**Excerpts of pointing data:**
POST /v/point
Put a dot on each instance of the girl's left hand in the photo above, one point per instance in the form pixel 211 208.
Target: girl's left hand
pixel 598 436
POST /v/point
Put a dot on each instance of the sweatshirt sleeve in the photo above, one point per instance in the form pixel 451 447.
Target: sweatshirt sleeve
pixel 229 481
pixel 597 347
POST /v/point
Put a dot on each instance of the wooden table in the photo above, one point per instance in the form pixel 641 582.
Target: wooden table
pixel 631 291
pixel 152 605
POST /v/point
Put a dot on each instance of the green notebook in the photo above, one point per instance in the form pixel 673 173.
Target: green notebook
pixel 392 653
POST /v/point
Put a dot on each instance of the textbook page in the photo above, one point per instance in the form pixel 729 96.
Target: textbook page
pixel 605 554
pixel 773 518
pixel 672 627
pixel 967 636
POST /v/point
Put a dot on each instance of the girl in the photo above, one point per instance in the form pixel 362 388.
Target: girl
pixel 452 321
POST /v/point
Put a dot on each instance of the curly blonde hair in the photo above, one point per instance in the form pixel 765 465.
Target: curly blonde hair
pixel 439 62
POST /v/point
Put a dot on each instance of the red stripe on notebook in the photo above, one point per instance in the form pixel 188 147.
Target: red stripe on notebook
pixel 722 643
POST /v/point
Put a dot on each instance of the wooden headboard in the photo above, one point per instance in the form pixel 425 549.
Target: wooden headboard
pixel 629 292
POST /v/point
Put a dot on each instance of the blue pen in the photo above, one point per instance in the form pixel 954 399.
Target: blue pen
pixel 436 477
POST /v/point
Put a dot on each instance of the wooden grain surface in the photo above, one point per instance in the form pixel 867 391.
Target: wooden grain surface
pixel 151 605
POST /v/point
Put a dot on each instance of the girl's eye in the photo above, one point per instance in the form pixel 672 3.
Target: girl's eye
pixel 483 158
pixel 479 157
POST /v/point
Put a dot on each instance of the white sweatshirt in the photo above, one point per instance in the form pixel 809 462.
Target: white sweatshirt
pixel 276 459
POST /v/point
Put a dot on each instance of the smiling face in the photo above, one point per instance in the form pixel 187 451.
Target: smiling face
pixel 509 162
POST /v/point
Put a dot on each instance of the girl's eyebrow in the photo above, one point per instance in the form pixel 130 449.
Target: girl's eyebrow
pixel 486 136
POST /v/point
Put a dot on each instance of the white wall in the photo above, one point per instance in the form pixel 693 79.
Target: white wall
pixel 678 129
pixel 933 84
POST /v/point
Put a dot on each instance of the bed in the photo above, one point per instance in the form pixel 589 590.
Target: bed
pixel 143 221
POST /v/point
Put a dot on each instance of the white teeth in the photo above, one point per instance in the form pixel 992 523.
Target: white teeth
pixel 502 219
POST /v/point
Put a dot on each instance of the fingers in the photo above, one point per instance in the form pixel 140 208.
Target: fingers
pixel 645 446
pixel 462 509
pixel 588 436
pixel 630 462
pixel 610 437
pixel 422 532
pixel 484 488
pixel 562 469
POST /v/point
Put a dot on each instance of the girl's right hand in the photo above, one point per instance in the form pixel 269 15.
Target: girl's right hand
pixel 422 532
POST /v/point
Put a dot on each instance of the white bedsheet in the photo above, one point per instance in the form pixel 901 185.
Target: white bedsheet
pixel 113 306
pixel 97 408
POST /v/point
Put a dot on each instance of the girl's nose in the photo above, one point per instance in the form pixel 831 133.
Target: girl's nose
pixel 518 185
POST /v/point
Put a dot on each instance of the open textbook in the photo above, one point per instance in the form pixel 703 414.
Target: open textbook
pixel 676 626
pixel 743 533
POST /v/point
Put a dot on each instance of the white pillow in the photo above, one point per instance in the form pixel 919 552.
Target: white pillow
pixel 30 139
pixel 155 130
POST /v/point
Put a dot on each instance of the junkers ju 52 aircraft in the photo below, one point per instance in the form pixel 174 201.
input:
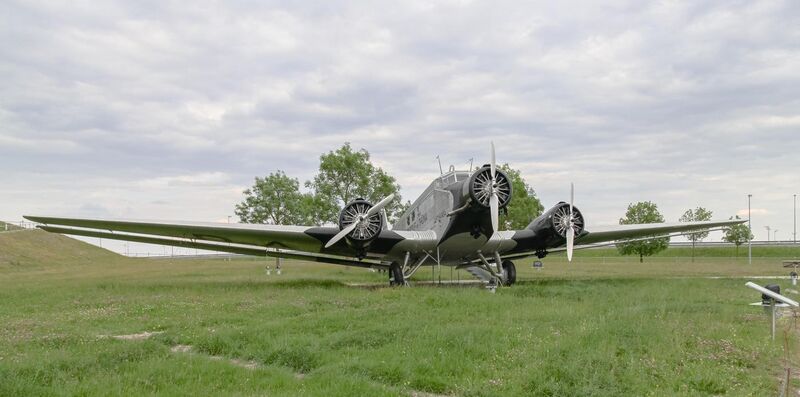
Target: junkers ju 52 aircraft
pixel 453 223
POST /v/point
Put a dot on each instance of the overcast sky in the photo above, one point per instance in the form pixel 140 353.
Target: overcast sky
pixel 167 110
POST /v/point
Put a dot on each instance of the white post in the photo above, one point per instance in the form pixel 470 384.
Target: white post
pixel 773 319
pixel 750 228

**Task details:** Can you update all the entries above by changing "Put a dot on" to "Place a point on" and keeping everything else the same? Leave the pictures out of your answer.

**Worked solution:**
POST /v/point
Place a point on each instance of the girl's left hand in the photo above, one point per instance in the form pixel 211 208.
Target: girl's left hand
pixel 598 436
POST /v/point
Place a point on each instance of the sweatshirt sleeve in the photo above, one point per instance in the form pixel 451 447.
Target: sweatshirt sleeve
pixel 229 481
pixel 597 347
POST /v/point
Place a point on each instance of the wooden table in the photo above, one point per instance in the form pixel 641 582.
Target: wooden table
pixel 631 291
pixel 152 605
POST /v/point
Place a point on each instance of the green notebook in the photo above, one point per instance in the form pixel 673 173.
Target: green notebook
pixel 392 653
POST /v/point
Place a point on each instance of the textbook page in the photo above, one point per instance in the form pixel 729 96.
Target: textbook page
pixel 605 554
pixel 773 518
pixel 672 627
pixel 967 636
POST /v/point
Place a point on each instance of the girl in the photo above, one point per instance in the form pixel 362 388.
Target: girl
pixel 452 321
POST /v/point
Place a point on each instance of the curly blonde hair in the photo above, one point per instance in the form pixel 765 465.
Target: curly blonde hair
pixel 439 62
POST /v/point
Place a point on each instance of the red stripe on notebook in the photo above, one point per instance in the form pixel 188 147.
Target: red stripe on notebook
pixel 722 643
POST /v/point
Place a point on each instance of the wooden headboard in the photo above, one point per instance in the form pixel 425 549.
Target: wooden headboard
pixel 629 292
POST /v/point
Place a point on each instance of the blue pen in the photo above, one point per instance in the form pixel 954 399.
Target: blue pen
pixel 436 477
POST /v/point
Place a point on each instance of the wooden grain surface in the photo above, one point per instance in the form pixel 867 391.
Target: wooden grain surface
pixel 151 605
POST /v/point
Place a point on each instance of the girl's eye in the photo above, one point per instance in the form pixel 672 3.
Target: girl's eye
pixel 483 158
pixel 479 157
POST /v/point
Place a point on each instance of the white sweatshirt in the photo above, one point per instance in the form pixel 809 462.
Target: white sweatshirt
pixel 276 459
POST /v/point
Place a point on each instance of the smiling face in the photo above, one point per instance in the form pixel 187 451.
Target: smiling face
pixel 509 162
POST /v/point
Place a point on each instance of the girl's eyebrow in the photo above, one point per instance in the form pixel 130 449.
Target: girl's eyebrow
pixel 486 136
POST /v/point
Place a point on each instance of the white wall in the photo above, one point per instance in the form pixel 693 79.
Target: white wall
pixel 678 129
pixel 933 84
POST /v/point
Place a point on each instance of the bed in the photo above, one point per instance in the form pixel 589 590.
Target: bed
pixel 143 221
POST /v/point
Place a point on each instance of the white teeth in the photo above, one point per instance in the form pixel 992 523.
Target: white teeth
pixel 502 219
POST /v/point
Place a point on each instance of the fingers in the photo above, one point per instance in the form pixel 140 208.
Target: fingers
pixel 645 446
pixel 462 509
pixel 588 436
pixel 630 462
pixel 610 437
pixel 422 532
pixel 484 488
pixel 562 469
POST /v/point
Place a point on each instance of the girl's right hand in the photo above, one point per instance in the form pixel 269 15.
Target: girl's right hand
pixel 422 532
POST /v/point
Place a point on each instance of the white bedsheet in the photo above, one point per instance in the form pixel 901 185.
Target: white bedsheet
pixel 113 306
pixel 97 408
POST /v/point
Place a point on each instance of the girl's nose in the photo above, one point per instance in the form pixel 831 133.
Target: girl's nose
pixel 518 185
POST /v/point
Place a point on each instance of the open textbook in the photo above, one point per instance in the form pixel 703 414.
Target: open textbook
pixel 676 626
pixel 743 533
POST /v/point
Place a point on each instance of the white pillow in the photo above, one point per instance in the form pixel 919 552.
Target: white pillow
pixel 30 139
pixel 155 130
POST /v/point
Place a point on each instance of the junkers ju 52 aircraft in the photo below, one point per instance in the form pixel 174 201.
input:
Target: junkers ju 52 aircraft
pixel 453 223
POST /v/point
Place a point on each instance of the overcast sky in the photo above, one point per instance in the form pixel 140 353.
Target: overcast sky
pixel 167 110
POST /v/point
Place a point on each instance of the white post in the photo above, one point per instance in the form pixel 470 384.
Target: white post
pixel 773 319
pixel 750 228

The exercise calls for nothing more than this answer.